» **What to do**:
Return the lines of the records below verbatim, from the line with "Here's a bet: you won't be able to pinpoint the sign" up to and including the line with "924 329 1000 354".

_ _ _ _

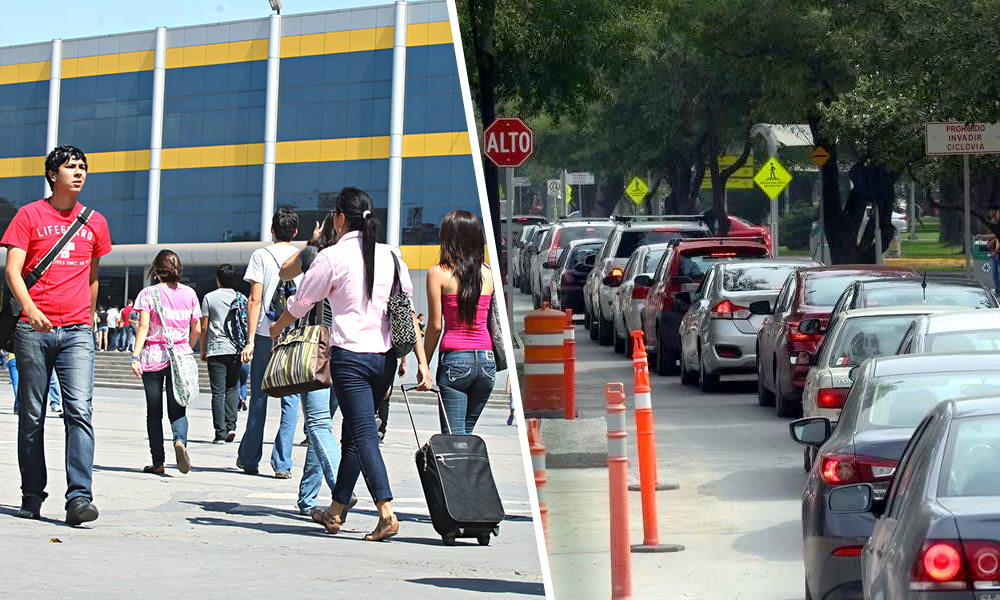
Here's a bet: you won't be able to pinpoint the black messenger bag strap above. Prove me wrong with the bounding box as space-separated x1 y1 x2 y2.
24 206 94 289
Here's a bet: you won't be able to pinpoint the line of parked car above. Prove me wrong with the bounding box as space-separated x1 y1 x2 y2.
515 216 1000 600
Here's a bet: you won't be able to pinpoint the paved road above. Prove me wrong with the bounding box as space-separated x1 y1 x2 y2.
0 387 544 599
515 295 805 600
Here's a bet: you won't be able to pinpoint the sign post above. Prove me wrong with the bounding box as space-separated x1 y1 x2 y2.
910 121 1000 275
483 117 535 338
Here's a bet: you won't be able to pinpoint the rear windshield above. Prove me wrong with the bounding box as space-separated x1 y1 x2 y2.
938 415 1000 497
677 246 767 280
615 226 705 258
859 372 1000 429
864 281 993 308
805 275 857 306
722 263 794 292
830 315 918 367
924 329 1000 354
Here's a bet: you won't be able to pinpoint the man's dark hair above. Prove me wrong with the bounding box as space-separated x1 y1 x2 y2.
45 144 87 189
215 263 236 287
271 206 299 242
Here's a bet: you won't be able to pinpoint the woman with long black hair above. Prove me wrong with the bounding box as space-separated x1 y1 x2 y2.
424 210 497 435
271 187 432 541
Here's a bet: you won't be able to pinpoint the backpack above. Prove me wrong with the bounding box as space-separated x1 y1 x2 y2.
266 250 298 321
222 292 250 352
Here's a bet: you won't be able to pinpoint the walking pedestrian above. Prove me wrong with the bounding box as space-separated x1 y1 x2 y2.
271 187 431 541
0 146 111 525
199 263 246 444
236 207 299 479
132 250 201 475
424 210 496 435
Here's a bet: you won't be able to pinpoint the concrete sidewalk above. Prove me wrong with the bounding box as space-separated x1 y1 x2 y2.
0 389 544 600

_ _ _ _

» **The answer**:
Here's a bet: you won't be able to pinpoint the sign post above. Prove me wrong with the bounding box as space-separated x1 y1 x2 y2.
910 121 1000 275
483 117 535 338
Here's a bet: you won't be able to pinpoint the rear windshield above. Prove me wrong with the bounding box as space-separated x1 y1 x2 y2.
938 415 1000 497
677 246 767 280
615 226 705 258
859 372 1000 429
864 281 993 308
805 275 857 306
722 263 794 292
830 315 918 367
924 329 1000 354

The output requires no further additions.